PROMPT => Will you print the material below without altering a single character?

Records from a point labeling set
*****
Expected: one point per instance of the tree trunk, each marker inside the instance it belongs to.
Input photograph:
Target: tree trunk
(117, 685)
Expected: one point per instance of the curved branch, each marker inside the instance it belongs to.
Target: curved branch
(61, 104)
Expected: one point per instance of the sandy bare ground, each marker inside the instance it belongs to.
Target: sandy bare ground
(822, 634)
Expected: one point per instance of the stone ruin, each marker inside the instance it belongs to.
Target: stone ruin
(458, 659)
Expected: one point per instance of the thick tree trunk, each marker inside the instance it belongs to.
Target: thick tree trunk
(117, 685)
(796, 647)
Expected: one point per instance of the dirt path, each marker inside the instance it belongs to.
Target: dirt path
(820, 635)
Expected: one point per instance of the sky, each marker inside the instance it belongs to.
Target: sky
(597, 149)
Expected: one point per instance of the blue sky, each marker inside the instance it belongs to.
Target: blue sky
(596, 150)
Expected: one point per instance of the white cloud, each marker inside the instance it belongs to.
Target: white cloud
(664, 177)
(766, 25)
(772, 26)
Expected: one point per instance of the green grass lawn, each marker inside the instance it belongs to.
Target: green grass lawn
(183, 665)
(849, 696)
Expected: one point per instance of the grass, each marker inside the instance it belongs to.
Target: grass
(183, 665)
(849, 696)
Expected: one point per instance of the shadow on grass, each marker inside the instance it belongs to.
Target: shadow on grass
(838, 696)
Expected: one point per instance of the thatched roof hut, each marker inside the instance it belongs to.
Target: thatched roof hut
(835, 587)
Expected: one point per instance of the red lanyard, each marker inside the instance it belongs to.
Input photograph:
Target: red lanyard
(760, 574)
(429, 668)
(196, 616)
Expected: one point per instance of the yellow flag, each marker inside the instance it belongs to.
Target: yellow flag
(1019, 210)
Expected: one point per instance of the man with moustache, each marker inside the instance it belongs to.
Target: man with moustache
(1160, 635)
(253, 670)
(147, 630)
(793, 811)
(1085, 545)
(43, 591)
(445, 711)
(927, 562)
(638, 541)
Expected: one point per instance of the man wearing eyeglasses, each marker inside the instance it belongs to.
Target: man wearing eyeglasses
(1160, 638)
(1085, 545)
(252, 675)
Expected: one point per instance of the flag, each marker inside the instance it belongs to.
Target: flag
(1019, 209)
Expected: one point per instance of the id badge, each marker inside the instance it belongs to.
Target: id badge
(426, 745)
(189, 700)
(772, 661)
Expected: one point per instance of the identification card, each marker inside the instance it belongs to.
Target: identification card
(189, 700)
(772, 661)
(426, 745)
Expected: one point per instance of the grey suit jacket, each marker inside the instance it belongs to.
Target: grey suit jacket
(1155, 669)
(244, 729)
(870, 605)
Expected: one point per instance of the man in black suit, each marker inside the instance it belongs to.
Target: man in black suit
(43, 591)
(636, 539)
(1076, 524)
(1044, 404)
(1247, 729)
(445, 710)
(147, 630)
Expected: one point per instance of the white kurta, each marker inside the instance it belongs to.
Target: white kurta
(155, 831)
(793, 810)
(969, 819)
*****
RESPONSE TO THIS TASK =>
Expected: one point per instance of the tree trunk, each marker inside the instance it belongs to.
Input photograph:
Target: tree trunk
(117, 685)
Expected: one point per instance of the curved branch, each marker inside the instance it belongs to.
Target: curved branch
(61, 104)
Expected: one point per instance of the sandy bare ground, each marker inside the instance it belongs to.
Target: sandy bare ground
(822, 634)
Expected: one point per instance of the stone ruin, each marker inside the instance it belongs to.
Target: stone ruin
(458, 659)
Expected: one point per instance of the thick tree trunk, each marker inside the instance it belongs to.
Target: thick tree trunk
(117, 685)
(796, 647)
Expected: one point per instance of the dirt path, each marker inside the instance it belongs to.
Target: dirt path
(820, 635)
Expected: one point per instance of the sky, each marker inside the instance it belongs to.
Target: sky
(597, 149)
Expected: one point per instance of the blue sky, each marker inside the instance it belongs to.
Target: blue sky
(596, 150)
Expected: one point per instance of the white cloud, each marker inside the instance it belongs to.
Target: white cloud
(664, 177)
(766, 25)
(772, 26)
Expected: one point per instance of the green grass lawn, each marker inside the instance it belongs to.
Target: green grass lawn
(183, 665)
(849, 696)
Expected: one point per instance of the grass, each marker inside the instance it belongs to.
Target: grass
(183, 665)
(849, 696)
Expected: one point per instance of the shadow on grass, each marker inside the instance it belongs to.
Target: shadow on grass
(838, 696)
Expected: one point per instance of the thatched roof hut, each marker inside the instance it belongs to.
Target: thatched roof hut
(835, 587)
Expected: one point per instance of the red lanyard, each marker inside the instance it belongs to.
Input photograph:
Target: red lanyard
(760, 574)
(429, 668)
(196, 616)
Expected: one point per instance of the yellow flag, each marker inside the instance it belongs to.
Target: yellow flag
(1019, 210)
Expected: one point per instance of the man with moustache, each marker inside the instance it belongs to.
Target: man with moustache
(1160, 635)
(253, 670)
(147, 630)
(793, 811)
(1085, 545)
(43, 591)
(445, 711)
(927, 562)
(638, 541)
Expected: one point per instance of the man wearing eyeglasses, each marker inside the instance it belongs to.
Target: man wearing eyeglasses
(1160, 638)
(1085, 545)
(252, 675)
Expected: one point per instance of the flag, each marker inside the instance it belongs to.
Target: flag
(1019, 209)
Expected: one point per instance of the id badge, each marker inside the instance it belongs to.
Target: id badge
(426, 745)
(189, 700)
(772, 661)
Expected: one point per instance of the identification card, each marker inside the instance it belongs to.
Target: identification card
(189, 700)
(772, 661)
(426, 745)
Expected: one point per instance of the grey suit jacket, each marker inside the instance it belongs to.
Target: grey suit jacket
(1155, 669)
(244, 729)
(870, 605)
Expected: one point per instance of the man in black suit, each marker inside the instance it belongs to.
Target: man in black suit
(43, 591)
(636, 539)
(1076, 524)
(1044, 404)
(1247, 729)
(445, 710)
(147, 630)
Expected: one point per instance of the white kurta, each marker inside the instance it belongs to.
Target: white kurta
(155, 831)
(793, 810)
(969, 819)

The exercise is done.